The entries that follow include a run beginning at the line with "the red hanging" and ending at the line with "of the black"; restate that run word for word and leave the rest out.

Stored data ::
= = =

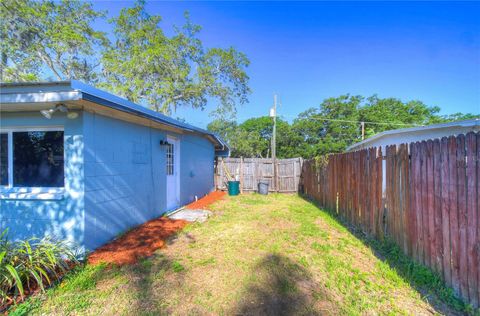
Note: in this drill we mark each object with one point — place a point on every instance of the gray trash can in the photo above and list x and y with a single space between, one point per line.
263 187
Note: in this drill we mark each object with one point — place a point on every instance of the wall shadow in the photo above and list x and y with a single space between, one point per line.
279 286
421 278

= = =

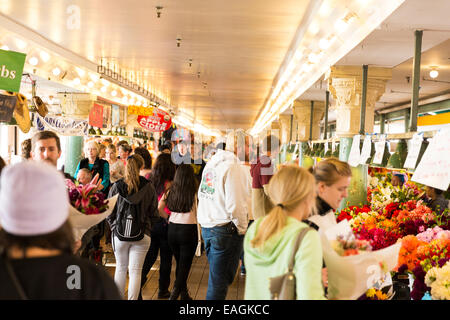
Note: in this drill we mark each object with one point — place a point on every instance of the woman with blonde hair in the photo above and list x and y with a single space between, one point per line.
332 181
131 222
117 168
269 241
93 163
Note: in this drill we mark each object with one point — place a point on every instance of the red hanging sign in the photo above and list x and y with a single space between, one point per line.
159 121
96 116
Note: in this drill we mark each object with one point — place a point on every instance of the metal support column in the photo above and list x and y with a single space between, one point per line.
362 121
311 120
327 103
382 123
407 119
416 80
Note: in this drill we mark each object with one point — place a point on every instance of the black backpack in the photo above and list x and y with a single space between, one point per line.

= = =

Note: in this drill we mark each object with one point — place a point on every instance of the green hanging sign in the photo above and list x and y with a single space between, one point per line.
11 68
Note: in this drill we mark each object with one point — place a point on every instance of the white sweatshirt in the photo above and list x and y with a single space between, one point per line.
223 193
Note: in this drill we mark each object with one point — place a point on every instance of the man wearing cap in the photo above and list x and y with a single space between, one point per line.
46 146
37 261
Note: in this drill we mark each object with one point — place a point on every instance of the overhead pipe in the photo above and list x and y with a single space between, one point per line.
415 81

= = =

Exercise response ::
Note: in this drill we mark each object with one point — place a point on every instance of the red hanging sign in the photo above and list x and y with a single space between, one point per line.
159 121
96 116
Note: in this drill we mark each object with one point — place a point on every instance of the metal support column in the photo above and list x and y with a single space between, one point per line.
362 121
311 120
327 103
382 123
407 119
416 80
Note: in this drill we mark each object with one point — place a point on every instance of the black backpack in the photo above and list x and y with a single space between, one point per line.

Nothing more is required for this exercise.